• **Data lines**:

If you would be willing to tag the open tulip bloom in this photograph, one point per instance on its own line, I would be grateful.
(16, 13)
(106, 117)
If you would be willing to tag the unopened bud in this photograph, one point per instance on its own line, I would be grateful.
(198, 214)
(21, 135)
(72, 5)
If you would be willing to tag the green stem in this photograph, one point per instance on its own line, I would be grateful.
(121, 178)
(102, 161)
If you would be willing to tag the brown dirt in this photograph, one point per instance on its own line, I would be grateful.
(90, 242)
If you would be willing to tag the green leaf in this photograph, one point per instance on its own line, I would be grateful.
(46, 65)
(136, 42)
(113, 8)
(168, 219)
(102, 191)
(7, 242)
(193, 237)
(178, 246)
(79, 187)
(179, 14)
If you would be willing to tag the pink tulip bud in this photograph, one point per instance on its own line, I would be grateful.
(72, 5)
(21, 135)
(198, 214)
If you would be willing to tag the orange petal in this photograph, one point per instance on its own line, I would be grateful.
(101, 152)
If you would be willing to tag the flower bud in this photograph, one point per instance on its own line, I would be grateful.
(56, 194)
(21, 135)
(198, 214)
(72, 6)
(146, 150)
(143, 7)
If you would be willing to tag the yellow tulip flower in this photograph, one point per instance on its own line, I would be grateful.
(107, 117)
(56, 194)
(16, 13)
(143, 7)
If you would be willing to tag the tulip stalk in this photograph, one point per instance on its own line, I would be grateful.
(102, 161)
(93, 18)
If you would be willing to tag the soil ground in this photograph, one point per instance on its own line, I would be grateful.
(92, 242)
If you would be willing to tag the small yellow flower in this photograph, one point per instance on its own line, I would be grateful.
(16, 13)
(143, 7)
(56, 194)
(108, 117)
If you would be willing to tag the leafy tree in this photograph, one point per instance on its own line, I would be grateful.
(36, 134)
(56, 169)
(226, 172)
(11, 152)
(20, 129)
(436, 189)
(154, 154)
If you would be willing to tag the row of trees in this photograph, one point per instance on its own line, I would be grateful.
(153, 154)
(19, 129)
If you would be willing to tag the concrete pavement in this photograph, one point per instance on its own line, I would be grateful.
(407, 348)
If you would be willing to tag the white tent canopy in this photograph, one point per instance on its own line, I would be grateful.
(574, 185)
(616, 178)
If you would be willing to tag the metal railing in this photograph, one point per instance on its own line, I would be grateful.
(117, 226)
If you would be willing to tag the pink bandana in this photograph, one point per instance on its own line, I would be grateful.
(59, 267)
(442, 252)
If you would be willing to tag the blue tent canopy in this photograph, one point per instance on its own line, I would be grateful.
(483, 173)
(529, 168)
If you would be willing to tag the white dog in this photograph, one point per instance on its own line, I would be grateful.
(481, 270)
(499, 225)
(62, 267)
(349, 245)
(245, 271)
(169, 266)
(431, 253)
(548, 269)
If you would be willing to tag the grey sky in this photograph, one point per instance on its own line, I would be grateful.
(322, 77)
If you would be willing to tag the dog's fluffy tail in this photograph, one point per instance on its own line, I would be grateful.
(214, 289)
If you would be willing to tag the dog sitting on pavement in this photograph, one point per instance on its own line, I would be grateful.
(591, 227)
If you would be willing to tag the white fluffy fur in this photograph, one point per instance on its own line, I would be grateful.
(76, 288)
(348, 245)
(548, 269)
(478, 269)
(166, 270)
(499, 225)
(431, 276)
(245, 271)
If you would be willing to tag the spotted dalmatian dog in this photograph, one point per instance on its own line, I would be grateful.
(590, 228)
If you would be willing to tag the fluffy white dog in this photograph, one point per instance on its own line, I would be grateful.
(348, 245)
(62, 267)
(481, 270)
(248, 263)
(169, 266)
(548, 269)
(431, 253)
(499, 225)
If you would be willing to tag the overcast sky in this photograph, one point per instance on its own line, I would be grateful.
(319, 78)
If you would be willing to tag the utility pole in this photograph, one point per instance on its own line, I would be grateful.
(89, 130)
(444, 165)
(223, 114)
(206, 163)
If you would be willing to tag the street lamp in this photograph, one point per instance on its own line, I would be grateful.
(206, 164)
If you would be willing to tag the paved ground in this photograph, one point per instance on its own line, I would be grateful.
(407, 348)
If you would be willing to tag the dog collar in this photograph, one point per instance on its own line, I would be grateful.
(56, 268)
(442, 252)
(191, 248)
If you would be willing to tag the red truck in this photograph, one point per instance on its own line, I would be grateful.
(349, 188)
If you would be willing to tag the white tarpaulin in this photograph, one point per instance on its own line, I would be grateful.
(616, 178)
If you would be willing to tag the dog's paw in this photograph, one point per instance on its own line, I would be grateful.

• **Your instructions**:
Render all of the rows above as a numbered list, one line per item, with blank lines dropped.

• **Full answer**:
1. If you would be willing to tag the open tulip bloom in this photograph, one point per instance on its own line, I would be grateful.
2. (16, 13)
3. (106, 117)
4. If you would be willing to tag the unopened bud in this photograph, one point per instance on its own line, I would be grateful.
5. (198, 214)
6. (21, 135)
7. (72, 5)
8. If you would be willing to tag the green stem in this photograph, one point per instance on its own line, I would be grateful.
9. (121, 178)
10. (102, 161)
11. If you would be willing to tag the brown dirt in this photograph, one point per instance on its own line, I would be grateful.
12. (90, 242)
13. If you would be willing to tag the green leaf in this photograph, one point per instance on its own line, I would be grateful.
14. (46, 65)
15. (136, 42)
16. (113, 8)
17. (168, 219)
18. (102, 191)
19. (7, 242)
20. (193, 237)
21. (178, 246)
22. (79, 187)
23. (179, 14)
24. If you would be willing to tag the pink tulip bud in this photograph, one point per instance on its own line, I would be grateful.
25. (72, 5)
26. (21, 135)
27. (198, 214)
28. If you would be willing to tag the orange petal in this photograph, one point per instance on its own line, I would be grateful.
29. (101, 152)
30. If you would be willing to tag the flower bud in this photograph, one point per instance on its own line, I would be grateful.
31. (56, 194)
32. (21, 135)
33. (198, 214)
34. (72, 6)
35. (146, 150)
36. (143, 7)
37. If you would be willing to tag the yellow tulip flower in this photograph, one point per instance on its own line, I would be grateful.
38. (107, 117)
39. (56, 194)
40. (16, 13)
41. (143, 7)
42. If you would be willing to tag the tulip stalk in this photograph, one point per instance on its own line, I would be grateful.
43. (102, 161)
44. (93, 18)
45. If you would be willing to tag the soil ground in this photograph, one point per instance on its own line, I would be grateful.
46. (92, 242)
47. If you would be willing to tag the small yellow flower in this photograph, one point per instance on its own line, I would be grateful.
48. (16, 13)
49. (143, 7)
50. (56, 194)
51. (108, 117)
52. If you would be willing to tag the leafy tree in this photograph, one point per instance on its own line, I would be grateful.
53. (36, 134)
54. (56, 169)
55. (226, 172)
56. (11, 152)
57. (20, 129)
58. (436, 189)
59. (154, 154)
60. If you would be willing to tag the row of trees in this photograph, one point per instance on its own line, I would be grateful.
61. (153, 154)
62. (19, 129)
63. If you would be willing to tag the concrete pavement in this photograph, one point per instance on its own line, I would be grateful.
64. (407, 348)
65. If you would be willing to tag the white tent canopy in this photograph, one point per instance on its own line, I would be grateful.
66. (574, 185)
67. (616, 178)
68. If you would be willing to tag the metal railing in this photograph, one point per instance on its own line, I would be grateful.
69. (117, 226)
70. If you would be willing to tag the pink bandana in this photograph, one point per instance on its own line, I would be grateful.
71. (59, 267)
72. (442, 252)
73. If you would be willing to tag the blue tent canopy in this photograph, one point per instance on its own line, I would be grateful.
74. (483, 173)
75. (529, 168)
76. If you would be willing to tag the white dog in this photograph, one point per instance on its own line, I would be grateful.
77. (481, 270)
78. (499, 225)
79. (62, 267)
80. (349, 245)
81. (245, 271)
82. (169, 266)
83. (431, 253)
84. (548, 269)
85. If you would be willing to tag the grey sky in this photograph, one point per instance on its own line, I would be grateful.
86. (322, 77)
87. If you would be willing to tag the dog's fluffy tail in this photograph, one point per instance on its own line, I would be grateful.
88. (214, 289)
89. If you would be willing to tag the dog sitting on pavement in this photograph, one point per instance on its own line, I would be grateful.
90. (591, 227)
91. If you would be willing to tag the white fluffy fur in this photograph, one point per instance on its own line, I would be grateful.
92. (76, 288)
93. (348, 245)
94. (548, 269)
95. (478, 269)
96. (166, 270)
97. (499, 225)
98. (431, 276)
99. (245, 271)
100. If you would be willing to tag the spotted dalmatian dog in this photograph, one point per instance on its own line, I would be grateful.
101. (590, 228)
102. If you would be willing to tag the fluffy white dog in this photograph, one point per instance on its own line, I would be grateful.
103. (348, 245)
104. (62, 267)
105. (481, 270)
106. (248, 263)
107. (169, 266)
108. (548, 269)
109. (431, 253)
110. (499, 225)
111. If you would be willing to tag the overcast sky in this photograph, one point per instance on its own line, I would be grateful.
112. (319, 78)
113. If you would be willing to tag the utility pole in this photograph, one point per instance on its own line, I would be grateful.
114. (89, 130)
115. (444, 165)
116. (223, 114)
117. (206, 163)
118. If you would be willing to tag the street lamp in this photograph, one point per instance on its own line, I would be grateful.
119. (206, 164)
120. If you would be willing to tag the paved ground in this photograph, one point per instance on its own line, I would be grateful.
121. (407, 348)
122. If you would be willing to tag the dog collar in this photograph, one point per instance on its own line, I would be grateful.
123. (56, 268)
124. (442, 252)
125. (191, 248)
126. If you would be willing to tag the red truck in this photograph, one point per instance on its own line, I would be grateful.
127. (349, 188)
128. If you would be willing to tag the white tarpaulin in this photograph, one point per instance on its own line, I would be grateful.
129. (616, 178)
130. If you would be willing to tag the dog's paw in this photograph, one point per instance on its own line, I would be grateful.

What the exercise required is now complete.